● Article
# Shy in bed, help?



## helpless_wife (Feb 15, 2010)

When we do have sex,we mainly do missionary, I feel really embarrassed to be on top, as its just to much exposure for me. I know hubby would like me to be more confident in bed, just cant seem to break the shell. I feel shy and quite embarrassed when he just randomly fondles me. If he's touching my breasts or other intimate areas I shy away and put the duvet over me, as I feel so shy and really cant help it. 

I know that makes him feel like I don't him touching me. And he has gotten quite upset with me recently as he claims I don't try to like 'it'. 

Please any advice on how to overcome my extreme shyness? This is the man I have two children with.

Really appreciate all you advices and experiences.


----------



## steve71 (Feb 5, 2010)

I reckon non-sexual touch like massage is a very wholesome way to soothe away shyness. Pro masseurs will use towels to cover up the areas they're not actively working on. This helps keep people warm and preserves modesty. Maybe you and hubby could find a nice book on basic massage and learn to relax about touch and being naked together and who knows - eventually other pleasures may suggest themselves


----------



## okeydokie (Sep 10, 2008)

i can speak for your hubby as my wife does a few things like this when we are intimate. it absolutely pizzes me off that she is so "shy" that i have just gotten up and walked out. cant touch her breasts, keeps her legs together, her butt cheeks clinched. it screams "dont touch me" or "im not receptive to your advances". when you think of it, there really is no reason to be like this. he is your husband, and assuming all else is ok, he needs you to relax and be receptive during intimacy.


----------



## heynowusa (Feb 21, 2010)

Alcohol


----------



## artieb (Nov 11, 2009)

I'm inclined to agree with heynowusa: a little liquid courage might do you some good.

You might also like the book _Exhibitionism for the Shy_.


----------



## Nekko (Oct 13, 2009)

helpless_wife said:


> When we do have sex,we mainly do missionary, I feel really embarrassed to be on top, as its just to much exposure for me. I know hubby would like me to be more confident in bed, just cant seem to break the shell. I feel shy and quite embarrassed when he just randomly fondles me. If he's touching my breasts or other intimate areas I shy away and put the duvet over me, as I feel so shy and really cant help it.
> 
> I know that makes him feel like I don't him touching me. And he has gotten quite upset with me recently as he claims I don't try to like 'it'.

● Source excerpt
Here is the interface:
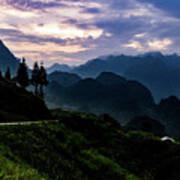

● Work to be completed
Which usernames head the posts in the thread about shyness in bed? The data plays no part in this.

● The reply
helpless_wife, steve71, okeydokie, heynowusa, artieb, Nekko